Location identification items
+--
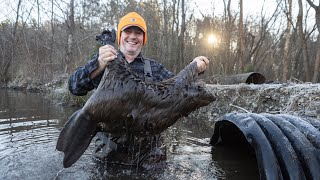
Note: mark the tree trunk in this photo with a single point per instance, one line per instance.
(315, 77)
(287, 37)
(303, 43)
(181, 37)
(241, 39)
(70, 37)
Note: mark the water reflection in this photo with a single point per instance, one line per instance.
(30, 125)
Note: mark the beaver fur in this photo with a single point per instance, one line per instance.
(123, 104)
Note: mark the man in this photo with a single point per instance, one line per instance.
(131, 36)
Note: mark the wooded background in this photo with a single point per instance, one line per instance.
(44, 40)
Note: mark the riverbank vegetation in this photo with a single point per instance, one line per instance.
(45, 41)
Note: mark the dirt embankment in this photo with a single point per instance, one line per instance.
(289, 98)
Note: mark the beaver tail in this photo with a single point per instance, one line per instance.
(75, 137)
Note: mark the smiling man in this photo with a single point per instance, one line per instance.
(131, 37)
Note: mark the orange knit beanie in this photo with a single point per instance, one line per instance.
(132, 19)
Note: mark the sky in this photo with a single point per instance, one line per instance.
(205, 6)
(212, 7)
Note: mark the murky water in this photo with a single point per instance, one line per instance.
(30, 125)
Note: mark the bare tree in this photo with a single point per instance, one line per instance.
(241, 39)
(287, 39)
(315, 77)
(71, 28)
(303, 44)
(8, 59)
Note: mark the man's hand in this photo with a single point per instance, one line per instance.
(202, 63)
(107, 53)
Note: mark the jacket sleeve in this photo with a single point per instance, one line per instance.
(80, 83)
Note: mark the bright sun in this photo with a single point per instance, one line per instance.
(212, 39)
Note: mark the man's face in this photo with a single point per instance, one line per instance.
(131, 40)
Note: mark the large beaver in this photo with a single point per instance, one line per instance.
(123, 103)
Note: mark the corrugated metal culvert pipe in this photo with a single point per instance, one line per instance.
(286, 146)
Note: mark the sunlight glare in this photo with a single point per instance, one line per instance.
(212, 39)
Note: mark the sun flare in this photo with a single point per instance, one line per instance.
(212, 39)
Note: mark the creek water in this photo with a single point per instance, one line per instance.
(30, 126)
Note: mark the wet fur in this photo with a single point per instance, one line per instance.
(123, 104)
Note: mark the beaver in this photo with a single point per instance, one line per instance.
(123, 103)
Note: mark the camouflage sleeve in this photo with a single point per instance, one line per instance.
(80, 83)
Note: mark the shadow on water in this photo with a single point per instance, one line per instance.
(30, 125)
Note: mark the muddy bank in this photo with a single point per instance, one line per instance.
(290, 98)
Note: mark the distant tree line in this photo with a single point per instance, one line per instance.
(47, 39)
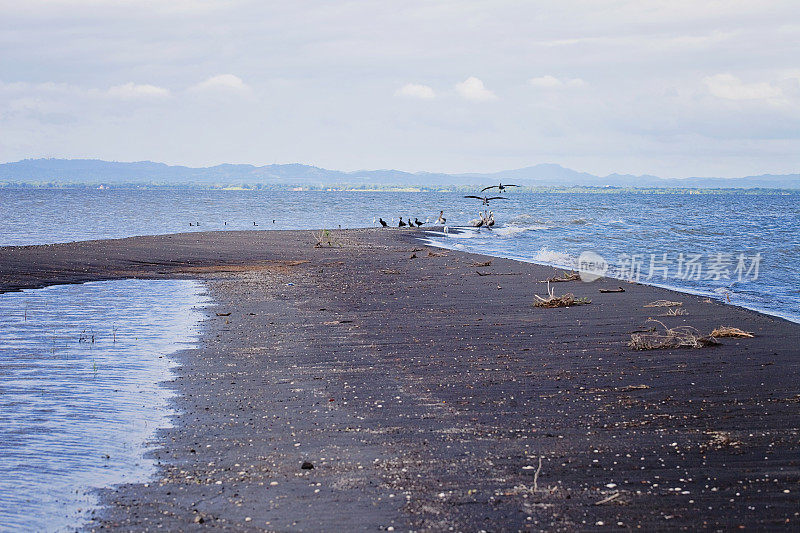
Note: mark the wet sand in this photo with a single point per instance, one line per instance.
(426, 394)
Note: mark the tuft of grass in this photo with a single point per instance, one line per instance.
(678, 337)
(728, 331)
(324, 237)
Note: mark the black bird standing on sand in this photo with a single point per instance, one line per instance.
(485, 199)
(500, 187)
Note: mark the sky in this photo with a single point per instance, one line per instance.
(672, 88)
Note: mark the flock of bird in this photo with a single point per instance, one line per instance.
(485, 218)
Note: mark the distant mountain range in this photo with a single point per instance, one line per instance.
(96, 172)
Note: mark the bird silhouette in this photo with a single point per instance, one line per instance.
(500, 187)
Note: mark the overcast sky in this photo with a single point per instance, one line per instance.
(672, 88)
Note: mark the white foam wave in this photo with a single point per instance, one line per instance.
(509, 230)
(552, 257)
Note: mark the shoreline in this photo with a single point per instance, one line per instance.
(417, 238)
(673, 288)
(425, 394)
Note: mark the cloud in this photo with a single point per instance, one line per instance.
(415, 90)
(551, 82)
(729, 87)
(129, 91)
(222, 82)
(474, 90)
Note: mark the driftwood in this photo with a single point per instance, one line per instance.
(728, 331)
(678, 337)
(565, 276)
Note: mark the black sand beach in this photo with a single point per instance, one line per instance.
(429, 394)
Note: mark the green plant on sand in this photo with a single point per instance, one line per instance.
(565, 300)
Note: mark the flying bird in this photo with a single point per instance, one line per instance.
(485, 199)
(500, 187)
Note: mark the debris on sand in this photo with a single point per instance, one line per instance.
(728, 331)
(565, 300)
(565, 276)
(664, 303)
(618, 289)
(678, 337)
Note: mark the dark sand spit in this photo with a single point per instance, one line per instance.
(430, 397)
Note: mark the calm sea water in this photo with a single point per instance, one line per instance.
(628, 230)
(81, 391)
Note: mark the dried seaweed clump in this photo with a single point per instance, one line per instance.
(565, 300)
(664, 303)
(728, 331)
(678, 337)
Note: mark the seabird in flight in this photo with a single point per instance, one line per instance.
(485, 199)
(500, 187)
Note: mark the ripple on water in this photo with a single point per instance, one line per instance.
(82, 391)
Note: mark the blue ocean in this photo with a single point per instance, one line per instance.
(82, 366)
(740, 248)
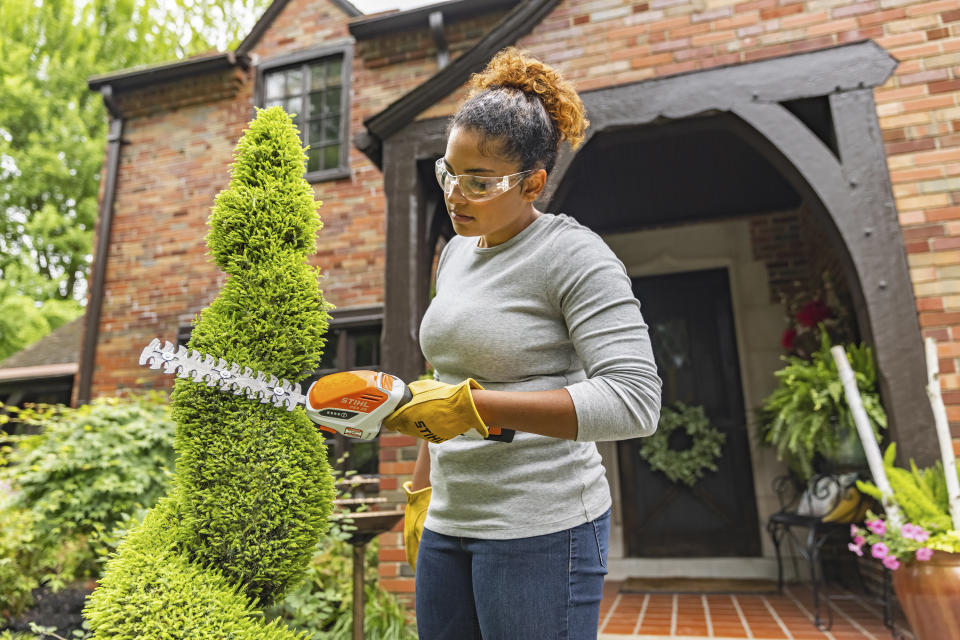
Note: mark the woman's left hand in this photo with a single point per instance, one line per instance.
(438, 411)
+--
TASK DIRECTIONS: Set down only the lines running from the line with "Note: mark the dried" to the end of the entries, inclusive; omit every picture.

COMPLETE ANSWER:
Note: mark the dried seaweed clump in this photo with a single point per instance, one line per instance.
(565, 300)
(664, 303)
(728, 331)
(678, 337)
Note: mark the seabird in flight in this photo with a single point per instance, one line per instance.
(485, 199)
(500, 187)
Note: mark the ripple on water in this photo with a single point per instance, one line per instance.
(82, 391)
Note: mark the blue ocean in this photo with a single point per instance, one line per instance.
(82, 366)
(740, 248)
Note: mark the woman's left hand in this photo with a single point per instance, one line per instance.
(438, 411)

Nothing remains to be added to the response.